§ Required work
(1) In the bear hunt editorial, how many bears did hunters kill in 2003?
(2) The bear hunt editorial says a hunt should be one tool in a wider plan. List every other measure it says that plan may include.
(3) Translate this sentence from the bear hunt editorial into Spanish: "Politics doesn't make for sound wildlife management."

§ Reading text
++++++
Posted on Sat, Aug. 13, 2005 by centredaily.com
Editorial | New Jersey Bear Hunt
A smart move to protect residents
Bears are an opportunistic lot. Just ask Yogi.
All around New Jersey this year, with less effort than stealing a "pic-a-nic" basket, they've been feasting on trash cans, gardens, bird feeders - even inside kitchens.
Most bears aren't looking for trouble, just food. But when bruins get too close or comfortable among humans, public safety is jeopardized. Two bears had to be killed last weekend in Sussex County, one after breaking into a house. Last month, a bear was trapped and destroyed after biting a camper through his sleeping bag on the Appalachian Trail.
From January through Aug. 1, bear complaints are up 57 percent over last year. Close calls haven't been limited to traditional bear country in the northwest counties. All 21 counties have reported sightings.
That's why the state Fish and Game Council voted unanimously Tuesday to reinstate a December bear hunt. The council hopes to slowly reduce this increasingly troublesome population, which biologists estimate between 1,600 and 3,200. Environmental Protection Commissioner Bradley Campbell should honor the decision.
In 2003, amid heated animal-rights protests, hunters killed 328 bears. Campbell canceled the 2004 hunt to spare then-Gov. James McGreevey the controversy during a planned reelection campaign.
Politics doesn't make for sound wildlife management.
However, a hunt alone won't solve New Jersey's bear problem. It should be one tool in a comprehensive plan, which also may include contraception, relocation, harassment, and, most important, continued education of residents in bear country.
People should stop treating bear sightings as a "Kodiak" moment and recognize the potential danger. They should stop feeding bears and, in many areas, birds. All garbage should be stowed in bear-proof containers.
New Jerseyans need to get smarter than the average bear.
++++++
§ Data provided
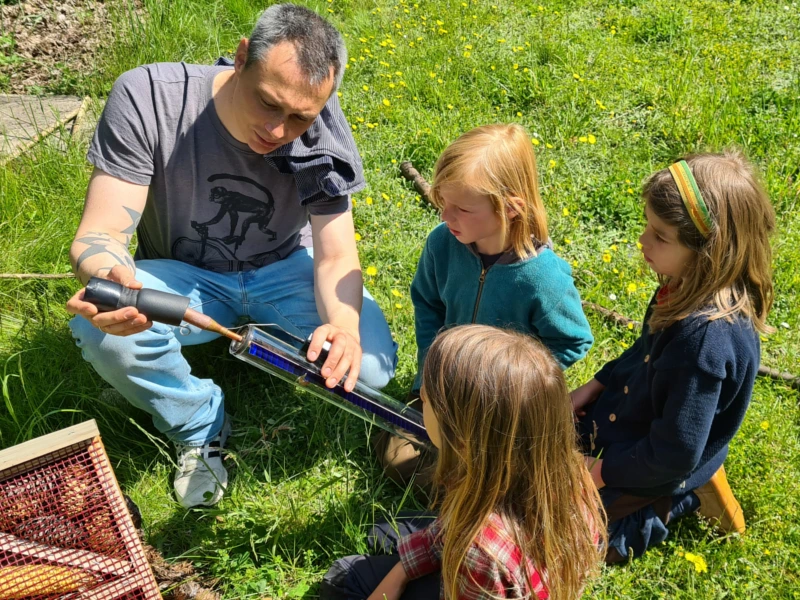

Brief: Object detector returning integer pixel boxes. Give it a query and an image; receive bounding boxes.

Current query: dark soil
++++++
§ Answer set
(1) 328

(2) Contraception, relocation, harassment, and continued education of residents in bear country.

(3) La política no conduce a una gestión acertada de la fauna silvestre.